• [Données à traiter]
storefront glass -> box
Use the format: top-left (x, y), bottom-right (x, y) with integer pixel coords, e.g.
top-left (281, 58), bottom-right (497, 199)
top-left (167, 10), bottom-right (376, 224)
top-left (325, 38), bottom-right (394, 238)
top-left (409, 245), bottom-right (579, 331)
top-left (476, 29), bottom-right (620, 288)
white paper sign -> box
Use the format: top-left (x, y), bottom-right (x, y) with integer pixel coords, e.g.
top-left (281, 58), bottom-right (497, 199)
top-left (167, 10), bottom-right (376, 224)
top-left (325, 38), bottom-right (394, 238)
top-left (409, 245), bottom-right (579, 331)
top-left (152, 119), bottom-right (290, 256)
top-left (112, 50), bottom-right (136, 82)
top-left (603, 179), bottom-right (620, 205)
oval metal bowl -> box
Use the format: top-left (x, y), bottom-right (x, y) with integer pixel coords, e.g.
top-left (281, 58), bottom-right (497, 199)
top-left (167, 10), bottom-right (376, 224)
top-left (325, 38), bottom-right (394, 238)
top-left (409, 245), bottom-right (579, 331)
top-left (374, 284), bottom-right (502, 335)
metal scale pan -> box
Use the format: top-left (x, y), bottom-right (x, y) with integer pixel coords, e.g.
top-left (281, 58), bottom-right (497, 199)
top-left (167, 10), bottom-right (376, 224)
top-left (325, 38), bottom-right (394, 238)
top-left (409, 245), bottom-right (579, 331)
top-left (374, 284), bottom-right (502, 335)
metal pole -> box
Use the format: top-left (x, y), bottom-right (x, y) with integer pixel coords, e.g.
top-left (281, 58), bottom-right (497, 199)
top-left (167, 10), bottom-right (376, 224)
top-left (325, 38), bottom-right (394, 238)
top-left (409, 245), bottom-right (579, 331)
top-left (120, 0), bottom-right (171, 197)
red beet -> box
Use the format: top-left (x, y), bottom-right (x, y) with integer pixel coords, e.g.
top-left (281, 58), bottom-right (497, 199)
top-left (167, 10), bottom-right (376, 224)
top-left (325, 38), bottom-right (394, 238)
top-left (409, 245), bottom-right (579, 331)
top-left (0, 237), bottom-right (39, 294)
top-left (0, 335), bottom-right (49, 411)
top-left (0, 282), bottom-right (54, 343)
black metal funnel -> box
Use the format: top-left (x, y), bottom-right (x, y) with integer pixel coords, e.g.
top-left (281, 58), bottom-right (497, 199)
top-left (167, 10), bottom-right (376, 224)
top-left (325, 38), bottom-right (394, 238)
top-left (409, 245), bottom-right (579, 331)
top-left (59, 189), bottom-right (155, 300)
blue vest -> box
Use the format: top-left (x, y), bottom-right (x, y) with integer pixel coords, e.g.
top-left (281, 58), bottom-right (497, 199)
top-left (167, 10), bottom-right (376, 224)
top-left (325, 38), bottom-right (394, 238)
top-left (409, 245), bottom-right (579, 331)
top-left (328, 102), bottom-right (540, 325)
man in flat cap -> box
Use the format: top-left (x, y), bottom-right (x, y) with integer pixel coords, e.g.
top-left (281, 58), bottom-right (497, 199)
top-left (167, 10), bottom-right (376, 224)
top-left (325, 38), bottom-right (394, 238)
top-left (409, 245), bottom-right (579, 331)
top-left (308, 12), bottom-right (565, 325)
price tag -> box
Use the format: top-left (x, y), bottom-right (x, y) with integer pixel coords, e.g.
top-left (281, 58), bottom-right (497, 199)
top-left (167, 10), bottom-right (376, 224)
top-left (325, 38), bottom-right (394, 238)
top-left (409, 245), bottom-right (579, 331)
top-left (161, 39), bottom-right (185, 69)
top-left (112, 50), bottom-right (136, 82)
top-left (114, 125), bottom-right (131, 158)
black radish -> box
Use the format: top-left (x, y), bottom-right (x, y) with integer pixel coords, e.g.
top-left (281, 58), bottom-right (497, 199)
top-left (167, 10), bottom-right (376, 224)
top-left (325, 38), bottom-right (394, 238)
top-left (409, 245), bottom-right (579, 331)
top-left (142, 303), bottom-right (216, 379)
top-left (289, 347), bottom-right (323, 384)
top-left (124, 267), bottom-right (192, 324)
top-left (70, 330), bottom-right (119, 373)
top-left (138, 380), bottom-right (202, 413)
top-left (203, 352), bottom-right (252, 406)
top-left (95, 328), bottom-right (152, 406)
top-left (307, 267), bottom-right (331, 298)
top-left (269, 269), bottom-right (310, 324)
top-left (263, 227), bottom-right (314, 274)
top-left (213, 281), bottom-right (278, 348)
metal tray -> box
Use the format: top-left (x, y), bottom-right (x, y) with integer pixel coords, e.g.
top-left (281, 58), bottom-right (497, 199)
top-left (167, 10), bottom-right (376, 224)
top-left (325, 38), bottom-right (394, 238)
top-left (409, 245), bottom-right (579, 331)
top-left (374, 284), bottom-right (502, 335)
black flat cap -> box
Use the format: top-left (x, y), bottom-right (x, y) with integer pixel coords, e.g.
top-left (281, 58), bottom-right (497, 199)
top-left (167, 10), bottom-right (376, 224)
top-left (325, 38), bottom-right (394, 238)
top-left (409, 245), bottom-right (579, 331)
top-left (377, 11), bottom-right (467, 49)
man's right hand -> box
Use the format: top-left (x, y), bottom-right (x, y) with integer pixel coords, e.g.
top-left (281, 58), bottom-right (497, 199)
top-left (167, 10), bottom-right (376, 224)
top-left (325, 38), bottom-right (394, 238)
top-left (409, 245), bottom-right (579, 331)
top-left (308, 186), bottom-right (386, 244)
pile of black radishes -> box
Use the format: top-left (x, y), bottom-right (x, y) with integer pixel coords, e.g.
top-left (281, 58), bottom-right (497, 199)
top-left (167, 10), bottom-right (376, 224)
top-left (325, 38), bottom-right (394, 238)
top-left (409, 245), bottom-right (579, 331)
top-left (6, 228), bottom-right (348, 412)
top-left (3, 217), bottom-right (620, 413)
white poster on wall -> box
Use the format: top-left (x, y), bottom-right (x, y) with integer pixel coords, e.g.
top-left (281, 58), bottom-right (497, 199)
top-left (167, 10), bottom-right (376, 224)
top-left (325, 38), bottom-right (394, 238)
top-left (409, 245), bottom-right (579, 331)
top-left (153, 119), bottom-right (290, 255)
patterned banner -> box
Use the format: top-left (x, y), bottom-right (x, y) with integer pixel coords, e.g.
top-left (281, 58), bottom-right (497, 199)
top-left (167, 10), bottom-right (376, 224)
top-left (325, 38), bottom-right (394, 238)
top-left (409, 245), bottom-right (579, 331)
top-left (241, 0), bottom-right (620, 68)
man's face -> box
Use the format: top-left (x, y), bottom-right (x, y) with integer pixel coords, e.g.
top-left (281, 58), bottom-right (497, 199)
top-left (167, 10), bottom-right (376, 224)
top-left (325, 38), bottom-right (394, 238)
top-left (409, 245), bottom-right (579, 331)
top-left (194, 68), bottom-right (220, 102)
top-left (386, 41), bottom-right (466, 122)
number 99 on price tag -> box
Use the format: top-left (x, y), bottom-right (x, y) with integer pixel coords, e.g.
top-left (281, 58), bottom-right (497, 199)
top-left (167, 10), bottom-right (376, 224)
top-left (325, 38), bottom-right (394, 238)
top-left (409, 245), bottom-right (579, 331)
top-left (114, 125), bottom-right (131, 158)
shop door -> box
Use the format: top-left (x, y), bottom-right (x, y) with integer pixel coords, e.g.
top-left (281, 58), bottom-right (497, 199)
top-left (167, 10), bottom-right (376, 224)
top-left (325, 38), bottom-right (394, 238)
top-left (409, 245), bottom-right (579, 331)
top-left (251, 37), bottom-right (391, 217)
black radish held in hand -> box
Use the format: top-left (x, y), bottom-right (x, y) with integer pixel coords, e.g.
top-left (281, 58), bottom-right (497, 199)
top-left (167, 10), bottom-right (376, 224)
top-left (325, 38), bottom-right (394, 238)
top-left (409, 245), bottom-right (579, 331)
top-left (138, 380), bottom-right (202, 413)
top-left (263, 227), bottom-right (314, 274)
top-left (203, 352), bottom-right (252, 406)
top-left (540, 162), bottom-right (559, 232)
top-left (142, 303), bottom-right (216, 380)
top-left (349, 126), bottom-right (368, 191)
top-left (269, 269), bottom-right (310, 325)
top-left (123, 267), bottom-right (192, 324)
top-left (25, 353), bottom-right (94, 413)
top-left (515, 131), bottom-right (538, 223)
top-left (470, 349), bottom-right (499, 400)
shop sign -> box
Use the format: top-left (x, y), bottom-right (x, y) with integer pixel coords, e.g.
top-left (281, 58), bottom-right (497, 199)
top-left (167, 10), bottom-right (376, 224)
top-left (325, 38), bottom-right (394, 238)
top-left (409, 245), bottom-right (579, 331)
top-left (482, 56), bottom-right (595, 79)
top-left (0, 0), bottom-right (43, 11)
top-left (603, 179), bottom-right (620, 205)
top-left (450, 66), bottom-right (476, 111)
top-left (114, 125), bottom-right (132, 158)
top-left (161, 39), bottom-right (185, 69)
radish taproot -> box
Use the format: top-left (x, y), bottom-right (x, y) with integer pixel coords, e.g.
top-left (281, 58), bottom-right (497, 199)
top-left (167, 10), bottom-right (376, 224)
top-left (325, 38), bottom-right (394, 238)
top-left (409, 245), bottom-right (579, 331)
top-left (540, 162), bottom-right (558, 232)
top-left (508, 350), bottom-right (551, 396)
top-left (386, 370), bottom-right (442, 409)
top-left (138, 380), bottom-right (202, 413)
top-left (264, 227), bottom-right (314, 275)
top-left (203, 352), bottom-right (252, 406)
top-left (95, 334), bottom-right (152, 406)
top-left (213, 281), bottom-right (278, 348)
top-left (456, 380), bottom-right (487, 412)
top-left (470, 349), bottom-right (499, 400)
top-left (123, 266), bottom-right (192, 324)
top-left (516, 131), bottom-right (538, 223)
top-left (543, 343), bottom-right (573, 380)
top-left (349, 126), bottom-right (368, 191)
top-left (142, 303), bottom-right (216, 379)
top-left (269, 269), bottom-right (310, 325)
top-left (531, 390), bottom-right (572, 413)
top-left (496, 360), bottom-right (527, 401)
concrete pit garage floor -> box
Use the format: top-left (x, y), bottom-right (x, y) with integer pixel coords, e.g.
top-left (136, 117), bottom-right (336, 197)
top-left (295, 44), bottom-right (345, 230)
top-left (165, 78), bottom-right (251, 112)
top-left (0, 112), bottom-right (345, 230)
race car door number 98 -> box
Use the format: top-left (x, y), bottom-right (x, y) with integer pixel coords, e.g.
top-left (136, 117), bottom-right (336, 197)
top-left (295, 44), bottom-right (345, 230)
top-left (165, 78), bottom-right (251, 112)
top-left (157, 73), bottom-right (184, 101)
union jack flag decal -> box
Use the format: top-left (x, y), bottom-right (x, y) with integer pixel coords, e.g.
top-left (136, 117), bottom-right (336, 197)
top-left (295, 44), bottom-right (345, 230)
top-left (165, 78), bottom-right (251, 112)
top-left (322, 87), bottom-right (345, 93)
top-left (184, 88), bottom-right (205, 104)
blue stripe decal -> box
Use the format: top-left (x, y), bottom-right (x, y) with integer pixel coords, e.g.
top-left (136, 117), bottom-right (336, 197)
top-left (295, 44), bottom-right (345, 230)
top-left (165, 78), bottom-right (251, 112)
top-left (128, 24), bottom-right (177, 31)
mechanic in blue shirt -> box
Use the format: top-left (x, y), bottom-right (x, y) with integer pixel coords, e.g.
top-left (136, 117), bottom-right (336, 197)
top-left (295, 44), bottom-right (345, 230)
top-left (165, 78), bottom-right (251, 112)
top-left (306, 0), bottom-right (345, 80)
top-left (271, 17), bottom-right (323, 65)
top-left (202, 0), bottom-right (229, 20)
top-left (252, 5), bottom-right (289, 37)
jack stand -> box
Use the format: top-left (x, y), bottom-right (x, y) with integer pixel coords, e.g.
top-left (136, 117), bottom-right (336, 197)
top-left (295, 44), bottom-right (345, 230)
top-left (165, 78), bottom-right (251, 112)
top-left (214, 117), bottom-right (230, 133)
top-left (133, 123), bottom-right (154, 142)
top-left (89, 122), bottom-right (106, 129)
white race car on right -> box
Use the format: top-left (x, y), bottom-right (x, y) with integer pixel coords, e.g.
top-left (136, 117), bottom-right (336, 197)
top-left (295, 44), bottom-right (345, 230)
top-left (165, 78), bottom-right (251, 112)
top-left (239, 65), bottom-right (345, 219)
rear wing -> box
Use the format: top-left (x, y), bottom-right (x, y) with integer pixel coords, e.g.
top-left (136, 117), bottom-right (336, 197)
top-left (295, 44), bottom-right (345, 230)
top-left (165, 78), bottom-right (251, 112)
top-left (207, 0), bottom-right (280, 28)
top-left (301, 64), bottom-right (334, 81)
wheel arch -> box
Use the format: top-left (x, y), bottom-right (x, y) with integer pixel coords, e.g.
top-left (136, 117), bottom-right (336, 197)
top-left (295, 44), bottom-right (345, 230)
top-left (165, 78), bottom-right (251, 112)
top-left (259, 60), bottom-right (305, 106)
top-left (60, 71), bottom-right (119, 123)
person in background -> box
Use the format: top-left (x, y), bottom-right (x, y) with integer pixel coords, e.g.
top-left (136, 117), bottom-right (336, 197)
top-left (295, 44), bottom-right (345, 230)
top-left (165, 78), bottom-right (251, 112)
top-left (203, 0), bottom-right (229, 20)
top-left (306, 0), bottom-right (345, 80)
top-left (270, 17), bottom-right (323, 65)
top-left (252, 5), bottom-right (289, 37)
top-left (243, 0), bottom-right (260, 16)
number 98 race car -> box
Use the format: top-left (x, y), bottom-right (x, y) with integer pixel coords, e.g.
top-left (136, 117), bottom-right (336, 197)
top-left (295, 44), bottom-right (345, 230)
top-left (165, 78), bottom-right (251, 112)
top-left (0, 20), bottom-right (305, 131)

• [Consigne] Recopiez à l'identique les lignes ci-dessus, en commençant par la toute première et en terminant par celle qui contient « top-left (476, 29), bottom-right (620, 288) », ces deux lignes incluses.

• [Résultat attendu]
storefront glass -> box
Use the format: top-left (x, y), bottom-right (x, y) with integer pixel coords, e.g.
top-left (281, 58), bottom-right (497, 199)
top-left (167, 10), bottom-right (376, 224)
top-left (325, 38), bottom-right (394, 238)
top-left (409, 245), bottom-right (579, 331)
top-left (476, 29), bottom-right (620, 288)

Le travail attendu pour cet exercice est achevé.